> [EXERCISE TASKS]:
A - In the post on endothelial dysfunction in ME/CFS, what does the body produce when it lacks enough oxygen to burn fuel efficiently?
B - Transcribe the post on endothelial dysfunction in ME/CFS between "Can anyone think" and "on Urine Metabolomics.", inclusive.

(STUDY TEXT Opens)

Endothelial dysfunction in ME/CFS patients, 2023, Sandvik, Mella, Fluge et al

Thanks, Simon. Really useful and clear summary, as always.

However, I think there is a bigger concern. The idea is that endothelial dysfunction means not enough oxygen gets to tissues and that's why people with ME don't have enough energy. Specifically, without enough oxygen, the body can't burn fuel efficiently and produces lactate as a result.

Unfortunately, the evidence of people with ME producing more lactate is weak at best.
This seems like something of a paradox. But this type of paradox can lead to exactly the type of insights we need. It’s a concern but also a potential clue.

Can anyone think of any possible explanation(s) as to how this type of endothelial dysfunction could not cause a significant increase in lactic acid production? Is there some way that lactic acid production could be blocked despite hypoxia?

I also wonder if anyone can think of any possible ways in which the results of this study (combined with the lack of evidence of increased lactic acid production in others studies) might relate to Hanson’s recent study on Urine Metabolomics.

(STUDY TEXT Closes)
(RECORD EXTRACTS Opens)

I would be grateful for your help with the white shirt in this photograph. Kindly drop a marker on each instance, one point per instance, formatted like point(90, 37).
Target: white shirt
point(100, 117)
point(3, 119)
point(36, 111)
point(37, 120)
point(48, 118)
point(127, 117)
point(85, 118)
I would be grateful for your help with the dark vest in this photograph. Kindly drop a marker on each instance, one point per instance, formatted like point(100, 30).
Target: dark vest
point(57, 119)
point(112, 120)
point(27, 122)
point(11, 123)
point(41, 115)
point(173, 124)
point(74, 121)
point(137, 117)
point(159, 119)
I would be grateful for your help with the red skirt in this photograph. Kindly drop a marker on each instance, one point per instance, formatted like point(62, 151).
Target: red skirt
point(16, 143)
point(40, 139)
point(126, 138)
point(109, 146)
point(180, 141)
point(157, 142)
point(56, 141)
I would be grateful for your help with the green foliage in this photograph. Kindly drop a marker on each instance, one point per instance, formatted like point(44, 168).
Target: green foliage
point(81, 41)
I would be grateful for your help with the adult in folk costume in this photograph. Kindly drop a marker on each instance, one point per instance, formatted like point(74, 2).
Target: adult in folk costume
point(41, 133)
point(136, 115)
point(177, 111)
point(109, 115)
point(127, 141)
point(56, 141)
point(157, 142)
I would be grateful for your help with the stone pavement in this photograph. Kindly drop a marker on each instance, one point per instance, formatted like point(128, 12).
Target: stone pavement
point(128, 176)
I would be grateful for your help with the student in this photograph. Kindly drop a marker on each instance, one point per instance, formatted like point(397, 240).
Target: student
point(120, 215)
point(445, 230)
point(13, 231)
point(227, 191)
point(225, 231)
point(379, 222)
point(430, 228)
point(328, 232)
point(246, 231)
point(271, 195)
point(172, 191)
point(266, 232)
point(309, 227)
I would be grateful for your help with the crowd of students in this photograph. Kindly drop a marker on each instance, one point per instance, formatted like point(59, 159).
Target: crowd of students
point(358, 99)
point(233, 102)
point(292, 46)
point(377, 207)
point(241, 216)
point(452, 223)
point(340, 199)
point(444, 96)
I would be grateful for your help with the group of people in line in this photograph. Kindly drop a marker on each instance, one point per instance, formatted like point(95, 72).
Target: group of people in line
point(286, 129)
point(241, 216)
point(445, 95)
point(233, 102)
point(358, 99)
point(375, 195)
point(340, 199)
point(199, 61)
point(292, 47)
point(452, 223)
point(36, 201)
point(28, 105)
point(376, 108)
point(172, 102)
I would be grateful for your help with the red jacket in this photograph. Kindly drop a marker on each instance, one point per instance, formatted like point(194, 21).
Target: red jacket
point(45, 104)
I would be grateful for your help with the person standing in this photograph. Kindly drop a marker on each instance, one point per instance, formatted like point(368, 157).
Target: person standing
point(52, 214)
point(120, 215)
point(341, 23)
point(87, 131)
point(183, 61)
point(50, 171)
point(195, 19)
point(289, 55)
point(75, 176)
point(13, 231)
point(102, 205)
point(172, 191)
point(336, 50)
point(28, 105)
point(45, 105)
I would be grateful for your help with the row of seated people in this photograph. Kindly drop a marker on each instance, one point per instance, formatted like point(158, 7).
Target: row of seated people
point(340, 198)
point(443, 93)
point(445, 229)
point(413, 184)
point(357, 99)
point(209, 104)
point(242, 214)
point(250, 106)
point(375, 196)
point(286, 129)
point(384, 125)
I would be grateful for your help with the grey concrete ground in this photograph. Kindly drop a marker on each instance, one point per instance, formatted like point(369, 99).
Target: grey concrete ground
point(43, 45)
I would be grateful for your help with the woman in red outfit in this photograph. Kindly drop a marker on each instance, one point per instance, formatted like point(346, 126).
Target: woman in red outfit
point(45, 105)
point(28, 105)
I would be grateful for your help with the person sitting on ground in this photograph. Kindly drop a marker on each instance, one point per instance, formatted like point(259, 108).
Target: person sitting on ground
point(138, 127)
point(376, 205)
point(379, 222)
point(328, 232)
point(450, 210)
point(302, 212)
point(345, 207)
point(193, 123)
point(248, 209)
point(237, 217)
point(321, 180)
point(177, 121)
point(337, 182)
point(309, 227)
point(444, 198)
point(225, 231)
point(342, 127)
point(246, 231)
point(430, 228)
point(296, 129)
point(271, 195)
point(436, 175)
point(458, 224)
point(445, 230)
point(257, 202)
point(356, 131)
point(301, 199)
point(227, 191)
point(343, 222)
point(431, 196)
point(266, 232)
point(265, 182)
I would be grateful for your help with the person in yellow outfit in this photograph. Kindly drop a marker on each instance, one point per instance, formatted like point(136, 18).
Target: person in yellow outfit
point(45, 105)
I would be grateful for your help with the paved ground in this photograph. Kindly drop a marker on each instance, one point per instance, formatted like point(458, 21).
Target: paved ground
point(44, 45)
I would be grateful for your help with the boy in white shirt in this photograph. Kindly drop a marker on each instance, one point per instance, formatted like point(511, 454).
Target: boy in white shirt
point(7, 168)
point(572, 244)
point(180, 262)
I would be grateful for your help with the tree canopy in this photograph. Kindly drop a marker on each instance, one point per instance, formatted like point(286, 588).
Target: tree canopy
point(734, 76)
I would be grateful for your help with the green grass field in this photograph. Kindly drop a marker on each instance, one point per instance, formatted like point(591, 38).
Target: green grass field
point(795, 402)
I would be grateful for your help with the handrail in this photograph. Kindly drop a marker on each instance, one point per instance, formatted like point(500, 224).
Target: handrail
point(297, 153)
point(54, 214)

(RECORD EXTRACTS Closes)

> [EXERCISE RESPONSES]:
A - Lactate.

B -
Can anyone think of any possible explanation(s) as to how this type of endothelial dysfunction could not cause a significant increase in lactic acid production? Is there some way that lactic acid production could be blocked despite hypoxia?

I also wonder if anyone can think of any possible ways in which the results of this study (combined with the lack of evidence of increased lactic acid production in others studies) might relate to Hanson’s recent study on Urine Metabolomics.